_TASK INSTRUCTIONS_
Give back, unchanged, each line from the one containing "the truck tire" through the last line of the entries below.

[Point localization data]
════════════════

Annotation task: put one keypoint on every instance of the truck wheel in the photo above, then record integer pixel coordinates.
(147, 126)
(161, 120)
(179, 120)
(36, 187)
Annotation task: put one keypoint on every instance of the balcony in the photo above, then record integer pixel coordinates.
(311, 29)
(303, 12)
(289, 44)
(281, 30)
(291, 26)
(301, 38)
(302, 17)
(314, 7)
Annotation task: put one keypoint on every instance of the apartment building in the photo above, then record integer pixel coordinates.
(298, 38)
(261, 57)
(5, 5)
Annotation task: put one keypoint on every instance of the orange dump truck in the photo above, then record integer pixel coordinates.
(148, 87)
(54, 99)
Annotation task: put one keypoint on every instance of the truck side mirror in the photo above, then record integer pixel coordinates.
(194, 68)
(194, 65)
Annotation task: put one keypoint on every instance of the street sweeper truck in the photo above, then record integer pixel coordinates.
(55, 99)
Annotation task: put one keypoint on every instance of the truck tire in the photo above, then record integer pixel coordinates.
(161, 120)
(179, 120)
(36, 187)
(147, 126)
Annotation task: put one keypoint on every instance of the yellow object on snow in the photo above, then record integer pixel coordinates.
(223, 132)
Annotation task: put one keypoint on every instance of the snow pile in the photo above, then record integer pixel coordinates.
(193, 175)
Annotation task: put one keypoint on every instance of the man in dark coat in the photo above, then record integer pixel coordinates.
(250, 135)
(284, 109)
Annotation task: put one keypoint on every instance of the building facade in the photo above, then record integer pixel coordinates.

════════════════

_RESPONSE TO THE EXERCISE_
Annotation task: put one keypoint on every instance of the truck tire in the photo above, then record integer pixel coordinates.
(161, 120)
(179, 120)
(36, 187)
(147, 126)
Annotation task: put one keypoint on every instance of the yellow object on snow in the photo above, then record integer pixel coordinates.
(223, 132)
Annotation task: put one keypoint on every instance of the snow pile in the photo above, then record integer pixel coordinates.
(193, 175)
Annotation task: put one keypoint on every instance of the man in dark coat in the photo above, then record integer pixel coordinates.
(250, 135)
(284, 109)
Annotation task: put one keypoint on every instance of the building facade in the photo above, then record integer pixel coordinates.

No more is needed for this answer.